Elles trouvent même aujourd’hui une place de premier ordre au sein des politiques éducatives. Nous assistons en effet, depuis quelque temps, à la tentation, ou la tentative, d’une politique qui estime trouver dans les neurosciences la clé privilégiée de l’efficacité éducative.  L’actualité, toutefois, ne fait ici que remettre au premier plan une tentation récurrente, sous des formes diverses, et nous renvoie ainsi à une problématique éducative suffisamment forte pour que nous nous emparions de l’occasion qu’elle nous offre. Bien que limitant ainsi l’applicationnisme  à cette relation entre les sciences et les techniques d’un côté et l’éducation de l’autre, je n’ignore pas pour autant qu’il existe aussi un applicationnisme  de type « philosophique ». Le hasard d’une lecture, la biographie de Henri James, m’a ainsi appris que le père du célèbre écrivain, James d’Albany, avait cru trouver dans la science sociale « pratique » la « clé scientifique » et donc  éducative, de la nouvelle vie sur terre, une sorte de complément « scientifique » de la doctrine de Swedenborg.

Je pourrais me justifier de ce resserrement sur la relation de l’éducation avec les sciences et techniques en avançant que dans l’applicationnisme  « scientifique » il n’est question que des moyens, des outils, des procédés de l’éducation, tandis que l’applicationnisme  « philosophique » porterait sur les fins. Mais ce serait inexact : l’applicationnisme  qui s’autorise des sciences – ou plutôt de certaines sciences –n’est pas un simple et pur pragmatisme, mais bien une vision de l’éducation, et peut-être même une vision tout particulièrement tributaire de cette idée éducative dont L’Évolution pédagogique en France de Durkheim nous a appris qu’elle traversait notre histoire depuis son invention au sein des convicts des premiers temps du christianisme.

C’est donc cette hypothèse qui guidera mon propos. Elle me conduit à tenter de poursuivre un double objectif, en posant deux questions : 1) Parmi les différentes formes, les différents « moments » de l’applicationnisme  dont j’ai évoqué quelques exemples, y-a-t-il une spécificité de ce moment contemporain, le moment des neurosciences ? 2)  En dépit de cette spécificité, ce moment n’en participe-t-il pas néanmoins d’une même quête, d’une même vision ou d’un même imaginaire éducatif, voire même d’une même hybris (ὕϐρις) éducative ?   

Pour organiser cette réflexion et tenter d’apporter au moins quelques éléments de réponse à ces questions, je serai amené à distinguer trois figures de l’enrôlement des sciences dans une visée, voire une vision éducative.

Consigne:
Indiquez par oui ou non si chaque affirmation s’accorde avec l’extrait choisi, et citez les mots du texte qui permettent de trancher. 1. Le père de Henri James pensait avoir trouvé dans la science sociale « pratique » une « clé scientifique ». 2. L’auteur soutient que l’applicationnisme qui s’appuie sur les sciences n’est qu’un simple pragmatisme. 3. L’auteur annonce qu’il distinguera quatre figures de l’enrôlement des sciences.

Données fournies:
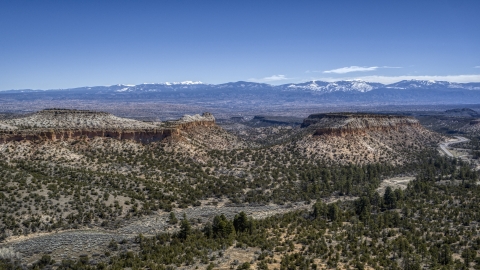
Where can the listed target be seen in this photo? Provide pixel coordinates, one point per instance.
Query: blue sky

Corrigé:
1. Oui : « James d’Albany, avait cru trouver dans la science sociale « pratique » la « clé scientifique » »
2. Non : « n’est pas un simple et pur pragmatisme, mais bien une vision de l’éducation »
3. Non : « je serai amené à distinguer trois figures de l’enrôlement des sciences »